:: REQUIREMENT A ::
From the rows below, extract every line that contains the string "rule". Case counts, so match capitals and lowercase letters precisely.

:: PROVIDED TEXT ::
"La Virgen de la Caridad del Cobre" | CC 3.0 (Cropped /  resized to 740x493 px)

“La Virgen de la Caridad del Cobre” | CC 3.0 (Cropped / resized to 740×493 px)

When my second daughter was born, I was not prepared for how her big sister, age three-and-a-half, would react.  She had watched with great interest as my belly grew and she knew—though she didn’t really understand—that a baby would somehow be coming out of there. 

When the baby was born, my three-year-old loved the baby, though that was no surprise; I knew she would be my helper and cheerleader because that’s her nature.  I wasn’t surprised that she had big plans for playing with the baby and I nodded when I saw her pick out clothes every morning and afternoon.

The real surprise came with the nicknaming.

My oldest, who had always been verbose, immediately began coming up with pet names for her sister, and some of them have stuck.  The “baby” will probably enter high school answering to “Noonie.”  We discouraged some of them as inappropriate—though accurate, such as “Poop-poops”—but couldn’t help joining in ourselves.

I realized, in the midst of watching this, that we have a family habit of nicknames.  A favorite aunt is “Aunt Bug” or “Pitty,” while her husband is Uncle “Dee.”  When my oldest was just learning to talk, “Padre,” for our parish priest, was translated as “Wobby.”

I’ve found myself adopting my daughter’s nicknames for my own use.  I still call him our priest “Wobby” every so often, especially when I’m feeling particularly fond of him.  He is close to my heart, after all, and has walked with me down the path to conversion to Catholicism and conversion within Catholicism, even as he’s been a family friend and an employer and, most recently, my younger daughter’s godfather.

It seems only natural to call my mother-in-law “Nanny,” just as my girls do, because of the love that flows from the name as I say it.  It was supposed to be “Grammy,” but I love it more for the modification a small mouth made to it.  She’s done so much for me, been such a loving example, prayed and encouraged and shared…how can I not refer to her intimately and with love?

A few years ago, my husband nicknamed a niece “Mabel,” and we now call her that.  We can’t help it any more than we can help any of the other name modifications in our life.  It just fits.

:: REQUIREMENT B ::
Transcribe the nickname essay above word for word, everything from "I realized, in" down to "younger daughter’s godfather.".

:: EXERCISE INPUTS ::
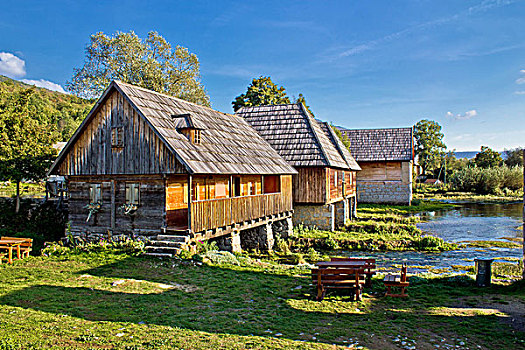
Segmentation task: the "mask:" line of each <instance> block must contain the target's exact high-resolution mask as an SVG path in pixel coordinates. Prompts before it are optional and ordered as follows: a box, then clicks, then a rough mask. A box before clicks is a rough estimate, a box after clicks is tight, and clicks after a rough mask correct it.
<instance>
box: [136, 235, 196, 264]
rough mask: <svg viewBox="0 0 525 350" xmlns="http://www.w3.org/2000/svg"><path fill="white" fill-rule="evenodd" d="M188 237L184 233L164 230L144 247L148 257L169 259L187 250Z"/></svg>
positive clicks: (145, 254)
mask: <svg viewBox="0 0 525 350" xmlns="http://www.w3.org/2000/svg"><path fill="white" fill-rule="evenodd" d="M189 241H190V237H189V236H188V235H187V232H186V231H178V230H166V232H163V233H162V234H159V235H157V237H156V238H155V239H153V240H151V241H150V242H149V245H147V246H146V247H145V249H146V254H145V255H148V256H156V257H166V258H171V257H173V256H174V255H177V254H179V253H180V251H181V250H182V249H185V248H187V244H188V243H189Z"/></svg>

:: EXERCISE ANSWER A ::
rough mask: <svg viewBox="0 0 525 350" xmlns="http://www.w3.org/2000/svg"><path fill="white" fill-rule="evenodd" d="M188 237L184 233L164 230L144 247L148 257L169 259L187 250Z"/></svg>
mask: <svg viewBox="0 0 525 350" xmlns="http://www.w3.org/2000/svg"><path fill="white" fill-rule="evenodd" d="M189 241H190V237H189V236H188V235H187V232H186V231H178V230H166V232H163V233H162V234H159V235H157V237H156V238H155V239H153V240H151V241H150V242H149V245H147V246H146V247H145V249H146V254H145V255H148V256H156V257H166V258H171V257H173V256H174V255H177V254H179V253H180V251H181V250H182V249H185V248H187V244H188V243H189Z"/></svg>

:: EXERCISE ANSWER B ::
I realized, in the midst of watching this, that we have a family habit of nicknames.  A favorite aunt is “Aunt Bug” or “Pitty,” while her husband is Uncle “Dee.”  When my oldest was just learning to talk, “Padre,” for our parish priest, was translated as “Wobby.”

I’ve found myself adopting my daughter’s nicknames for my own use.  I still call him our priest “Wobby” every so often, especially when I’m feeling particularly fond of him.  He is close to my heart, after all, and has walked with me down the path to conversion to Catholicism and conversion within Catholicism, even as he’s been a family friend and an employer and, most recently, my younger daughter’s godfather.